**Information shown**
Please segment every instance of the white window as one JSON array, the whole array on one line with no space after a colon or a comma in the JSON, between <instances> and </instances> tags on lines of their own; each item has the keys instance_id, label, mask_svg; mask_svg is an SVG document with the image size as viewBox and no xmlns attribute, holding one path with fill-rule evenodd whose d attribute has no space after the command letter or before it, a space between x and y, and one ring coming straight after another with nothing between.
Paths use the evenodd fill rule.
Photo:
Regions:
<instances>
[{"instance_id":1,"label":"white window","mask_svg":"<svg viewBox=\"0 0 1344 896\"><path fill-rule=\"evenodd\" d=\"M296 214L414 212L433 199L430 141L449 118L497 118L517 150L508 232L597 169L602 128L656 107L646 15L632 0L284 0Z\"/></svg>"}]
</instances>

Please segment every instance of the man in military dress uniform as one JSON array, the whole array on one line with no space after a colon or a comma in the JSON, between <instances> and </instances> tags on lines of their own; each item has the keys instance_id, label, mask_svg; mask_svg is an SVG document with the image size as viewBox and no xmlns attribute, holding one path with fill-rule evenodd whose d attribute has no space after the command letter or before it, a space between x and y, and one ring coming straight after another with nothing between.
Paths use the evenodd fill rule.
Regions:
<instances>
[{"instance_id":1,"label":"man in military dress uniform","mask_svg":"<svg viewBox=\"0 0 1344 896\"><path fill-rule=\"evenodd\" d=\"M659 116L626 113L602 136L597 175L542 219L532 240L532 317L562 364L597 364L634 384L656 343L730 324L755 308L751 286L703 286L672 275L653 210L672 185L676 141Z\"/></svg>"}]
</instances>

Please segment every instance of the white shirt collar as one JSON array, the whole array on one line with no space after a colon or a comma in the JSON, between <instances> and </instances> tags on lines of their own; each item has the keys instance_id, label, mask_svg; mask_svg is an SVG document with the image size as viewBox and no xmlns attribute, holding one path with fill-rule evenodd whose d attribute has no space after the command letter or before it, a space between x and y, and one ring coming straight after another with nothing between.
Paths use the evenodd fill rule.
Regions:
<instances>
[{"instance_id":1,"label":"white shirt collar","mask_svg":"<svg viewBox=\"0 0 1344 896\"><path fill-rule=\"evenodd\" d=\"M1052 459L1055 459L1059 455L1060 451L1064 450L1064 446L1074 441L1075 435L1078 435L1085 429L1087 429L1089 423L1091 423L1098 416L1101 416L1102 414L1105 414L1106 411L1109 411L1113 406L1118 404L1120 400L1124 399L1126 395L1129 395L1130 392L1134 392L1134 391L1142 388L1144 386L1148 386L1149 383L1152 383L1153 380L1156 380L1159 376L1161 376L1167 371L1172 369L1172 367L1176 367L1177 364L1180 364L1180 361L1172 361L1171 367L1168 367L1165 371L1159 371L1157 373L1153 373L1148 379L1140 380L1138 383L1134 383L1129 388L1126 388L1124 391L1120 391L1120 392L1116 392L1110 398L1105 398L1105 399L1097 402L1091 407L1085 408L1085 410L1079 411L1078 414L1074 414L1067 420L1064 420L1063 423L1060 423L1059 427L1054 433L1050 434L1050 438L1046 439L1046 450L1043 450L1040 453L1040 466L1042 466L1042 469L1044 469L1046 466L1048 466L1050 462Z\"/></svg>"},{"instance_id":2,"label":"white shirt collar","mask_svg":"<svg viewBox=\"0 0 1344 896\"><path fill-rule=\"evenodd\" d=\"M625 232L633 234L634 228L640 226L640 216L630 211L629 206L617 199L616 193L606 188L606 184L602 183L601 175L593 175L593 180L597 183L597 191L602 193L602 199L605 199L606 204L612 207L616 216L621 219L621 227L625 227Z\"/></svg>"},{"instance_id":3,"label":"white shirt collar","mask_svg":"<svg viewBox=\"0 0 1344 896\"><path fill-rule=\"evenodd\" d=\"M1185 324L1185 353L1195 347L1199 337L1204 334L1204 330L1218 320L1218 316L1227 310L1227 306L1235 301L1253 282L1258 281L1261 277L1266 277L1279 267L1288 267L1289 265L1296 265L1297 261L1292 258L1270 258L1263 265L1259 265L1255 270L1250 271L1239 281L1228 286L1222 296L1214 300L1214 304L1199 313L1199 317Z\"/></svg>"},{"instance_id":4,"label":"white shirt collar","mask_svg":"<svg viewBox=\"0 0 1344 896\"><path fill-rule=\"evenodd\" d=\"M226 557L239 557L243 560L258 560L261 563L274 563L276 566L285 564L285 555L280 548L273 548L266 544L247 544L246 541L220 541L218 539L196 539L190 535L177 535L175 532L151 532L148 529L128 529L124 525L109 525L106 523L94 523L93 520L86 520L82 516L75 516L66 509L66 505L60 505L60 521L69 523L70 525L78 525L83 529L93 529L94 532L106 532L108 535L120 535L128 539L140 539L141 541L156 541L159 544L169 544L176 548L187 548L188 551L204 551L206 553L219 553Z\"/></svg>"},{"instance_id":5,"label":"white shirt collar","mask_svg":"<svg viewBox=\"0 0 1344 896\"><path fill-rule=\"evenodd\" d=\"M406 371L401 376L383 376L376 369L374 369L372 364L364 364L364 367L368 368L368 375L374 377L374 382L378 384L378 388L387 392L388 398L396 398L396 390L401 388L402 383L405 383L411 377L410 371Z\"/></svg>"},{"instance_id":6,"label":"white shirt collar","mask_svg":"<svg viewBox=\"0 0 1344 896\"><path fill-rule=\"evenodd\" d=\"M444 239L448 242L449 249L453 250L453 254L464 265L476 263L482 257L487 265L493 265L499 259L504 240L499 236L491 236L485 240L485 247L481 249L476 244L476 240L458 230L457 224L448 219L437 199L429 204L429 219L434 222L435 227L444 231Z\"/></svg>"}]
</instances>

==

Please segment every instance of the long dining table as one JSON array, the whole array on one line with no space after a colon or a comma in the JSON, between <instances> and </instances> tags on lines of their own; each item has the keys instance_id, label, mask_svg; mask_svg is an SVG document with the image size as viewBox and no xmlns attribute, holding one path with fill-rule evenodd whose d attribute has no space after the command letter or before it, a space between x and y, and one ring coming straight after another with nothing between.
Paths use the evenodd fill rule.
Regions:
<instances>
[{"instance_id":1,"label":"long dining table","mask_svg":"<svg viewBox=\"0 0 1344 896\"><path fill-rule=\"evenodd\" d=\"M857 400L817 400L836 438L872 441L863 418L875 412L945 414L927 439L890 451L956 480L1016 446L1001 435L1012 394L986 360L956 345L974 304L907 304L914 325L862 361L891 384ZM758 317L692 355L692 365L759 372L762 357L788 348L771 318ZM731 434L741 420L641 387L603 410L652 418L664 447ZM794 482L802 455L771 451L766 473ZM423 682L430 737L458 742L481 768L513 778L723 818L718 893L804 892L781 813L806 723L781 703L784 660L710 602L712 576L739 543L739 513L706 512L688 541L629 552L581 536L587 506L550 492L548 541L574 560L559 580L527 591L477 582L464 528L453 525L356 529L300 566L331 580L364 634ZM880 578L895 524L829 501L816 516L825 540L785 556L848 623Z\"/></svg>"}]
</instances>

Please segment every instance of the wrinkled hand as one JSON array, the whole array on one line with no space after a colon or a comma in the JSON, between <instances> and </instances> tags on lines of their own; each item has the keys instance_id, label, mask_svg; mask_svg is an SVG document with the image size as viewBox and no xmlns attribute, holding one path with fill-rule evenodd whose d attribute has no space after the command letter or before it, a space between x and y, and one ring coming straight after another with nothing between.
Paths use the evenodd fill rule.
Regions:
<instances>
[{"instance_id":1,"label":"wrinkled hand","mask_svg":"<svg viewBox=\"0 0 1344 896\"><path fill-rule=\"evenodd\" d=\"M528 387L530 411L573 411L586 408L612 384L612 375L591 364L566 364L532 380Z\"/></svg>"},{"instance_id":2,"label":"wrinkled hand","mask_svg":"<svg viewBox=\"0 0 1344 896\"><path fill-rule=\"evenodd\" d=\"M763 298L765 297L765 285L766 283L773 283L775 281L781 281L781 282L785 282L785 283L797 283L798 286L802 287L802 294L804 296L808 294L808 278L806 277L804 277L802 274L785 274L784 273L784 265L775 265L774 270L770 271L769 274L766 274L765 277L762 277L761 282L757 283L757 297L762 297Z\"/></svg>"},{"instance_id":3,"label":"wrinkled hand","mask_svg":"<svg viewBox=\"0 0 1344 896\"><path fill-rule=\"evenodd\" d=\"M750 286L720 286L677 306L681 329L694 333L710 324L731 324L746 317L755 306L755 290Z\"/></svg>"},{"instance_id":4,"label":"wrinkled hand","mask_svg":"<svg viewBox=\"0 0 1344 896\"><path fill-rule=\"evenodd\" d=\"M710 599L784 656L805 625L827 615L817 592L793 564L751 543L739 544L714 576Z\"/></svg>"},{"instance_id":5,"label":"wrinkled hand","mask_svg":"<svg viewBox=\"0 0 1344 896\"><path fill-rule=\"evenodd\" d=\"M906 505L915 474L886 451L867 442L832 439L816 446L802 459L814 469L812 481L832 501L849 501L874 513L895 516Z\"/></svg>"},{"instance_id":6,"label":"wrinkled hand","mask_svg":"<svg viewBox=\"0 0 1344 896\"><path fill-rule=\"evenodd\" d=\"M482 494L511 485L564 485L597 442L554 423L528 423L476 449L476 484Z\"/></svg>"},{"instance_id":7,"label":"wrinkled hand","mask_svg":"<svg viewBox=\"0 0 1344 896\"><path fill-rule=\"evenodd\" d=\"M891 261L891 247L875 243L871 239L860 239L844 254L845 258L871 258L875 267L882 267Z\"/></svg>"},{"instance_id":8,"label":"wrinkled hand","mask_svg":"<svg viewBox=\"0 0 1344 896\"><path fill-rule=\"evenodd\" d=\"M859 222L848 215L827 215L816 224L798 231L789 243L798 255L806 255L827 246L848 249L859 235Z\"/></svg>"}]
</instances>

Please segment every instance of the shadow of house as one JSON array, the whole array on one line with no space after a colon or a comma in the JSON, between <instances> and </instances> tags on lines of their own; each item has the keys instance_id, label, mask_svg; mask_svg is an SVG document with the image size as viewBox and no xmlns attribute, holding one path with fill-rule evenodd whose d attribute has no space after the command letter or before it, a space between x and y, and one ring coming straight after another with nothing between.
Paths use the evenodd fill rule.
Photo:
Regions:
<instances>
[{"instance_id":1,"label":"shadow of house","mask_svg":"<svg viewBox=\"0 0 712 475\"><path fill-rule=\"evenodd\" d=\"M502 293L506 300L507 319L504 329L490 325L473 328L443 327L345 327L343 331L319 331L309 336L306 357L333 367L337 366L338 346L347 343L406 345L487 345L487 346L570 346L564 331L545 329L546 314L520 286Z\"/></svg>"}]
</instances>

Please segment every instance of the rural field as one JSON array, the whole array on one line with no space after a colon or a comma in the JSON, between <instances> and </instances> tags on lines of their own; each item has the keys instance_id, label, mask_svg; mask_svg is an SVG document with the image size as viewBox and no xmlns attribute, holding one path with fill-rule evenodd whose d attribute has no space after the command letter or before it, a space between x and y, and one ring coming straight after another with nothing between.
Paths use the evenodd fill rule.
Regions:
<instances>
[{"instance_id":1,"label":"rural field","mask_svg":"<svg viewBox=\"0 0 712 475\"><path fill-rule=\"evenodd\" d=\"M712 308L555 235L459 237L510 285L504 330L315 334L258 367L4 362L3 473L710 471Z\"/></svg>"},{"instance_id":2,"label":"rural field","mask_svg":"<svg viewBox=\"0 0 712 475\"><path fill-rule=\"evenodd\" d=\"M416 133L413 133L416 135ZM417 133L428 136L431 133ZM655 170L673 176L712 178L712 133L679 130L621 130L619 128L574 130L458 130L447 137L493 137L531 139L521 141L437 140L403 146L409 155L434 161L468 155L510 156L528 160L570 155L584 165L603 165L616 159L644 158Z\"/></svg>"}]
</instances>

**Written exercise**
Please report every line in the rows above that contains the string "field", copying each matching line in full. Matching is case-sensitive.

**Finished exercise**
Please segment every instance of the rural field as one JSON array, the whole array on one line with no space after a colon or a comma in the JSON, between <instances> and </instances> tags on lines of their own; each item has the keys instance_id, label, mask_svg; mask_svg is an SVG document with the image size as viewBox and no xmlns attribute, holding one path with fill-rule evenodd whose d attribute has no space after the command letter or before it, a space between x and y, and one ring coming straight after another with nothing between.
[{"instance_id":1,"label":"rural field","mask_svg":"<svg viewBox=\"0 0 712 475\"><path fill-rule=\"evenodd\" d=\"M712 308L555 235L459 237L510 285L504 330L315 334L258 367L4 362L3 473L710 471Z\"/></svg>"},{"instance_id":2,"label":"rural field","mask_svg":"<svg viewBox=\"0 0 712 475\"><path fill-rule=\"evenodd\" d=\"M416 133L413 133L416 135ZM417 133L428 136L431 133ZM655 170L673 176L712 178L712 133L679 130L621 130L619 128L574 130L458 130L447 137L493 137L531 139L521 141L437 140L403 146L409 155L434 161L468 155L510 156L528 160L570 155L584 165L603 165L616 159L644 158Z\"/></svg>"}]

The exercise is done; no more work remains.